▸ Task goal
Output the line containing "of the skyscraper", then every remaining line of the entries below, exactly as written and with no other text.

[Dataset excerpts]
● ● ● ● ●

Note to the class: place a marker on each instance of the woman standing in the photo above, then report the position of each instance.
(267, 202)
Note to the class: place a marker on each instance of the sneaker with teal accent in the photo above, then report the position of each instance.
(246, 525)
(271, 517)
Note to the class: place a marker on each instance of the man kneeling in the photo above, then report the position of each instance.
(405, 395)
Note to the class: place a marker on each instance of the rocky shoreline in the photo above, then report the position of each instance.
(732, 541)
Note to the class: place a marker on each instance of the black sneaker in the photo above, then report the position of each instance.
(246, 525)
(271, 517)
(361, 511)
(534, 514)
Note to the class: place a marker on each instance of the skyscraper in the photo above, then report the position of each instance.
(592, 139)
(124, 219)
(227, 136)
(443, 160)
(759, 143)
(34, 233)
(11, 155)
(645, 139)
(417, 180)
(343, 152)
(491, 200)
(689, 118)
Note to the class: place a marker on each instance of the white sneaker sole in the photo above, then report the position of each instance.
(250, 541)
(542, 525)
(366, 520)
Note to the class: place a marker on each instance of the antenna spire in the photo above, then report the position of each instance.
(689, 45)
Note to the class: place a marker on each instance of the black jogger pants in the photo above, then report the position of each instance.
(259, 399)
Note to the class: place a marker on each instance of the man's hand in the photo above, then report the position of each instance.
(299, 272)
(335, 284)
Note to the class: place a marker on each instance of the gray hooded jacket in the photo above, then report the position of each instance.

● ● ● ● ●

▸ Expected answer
Note to the class: place a marker on each instance of the skyscraper in the photo above, then report the position of each instance.
(592, 139)
(124, 219)
(227, 136)
(443, 160)
(759, 143)
(34, 233)
(11, 155)
(645, 139)
(417, 180)
(343, 152)
(491, 200)
(689, 118)
Note to the class: place a marker on each instance of the white sneaker sole in the photo above, then report the position of each instance.
(250, 541)
(542, 525)
(366, 520)
Note to the class: place a marker on each instance of the antenna spire in the photo above, then report the position of each instance.
(689, 45)
Note to the class: place a marker on each instance of the black jogger pants in the photo above, then report the position of each instance.
(259, 399)
Note to the class: place a marker on each instance of the man's hand in the photo above, then report the position of each instance.
(299, 272)
(335, 284)
Note to the class: place a marker on each instance of the gray hooded jacket in the photo above, then report the position of each instance.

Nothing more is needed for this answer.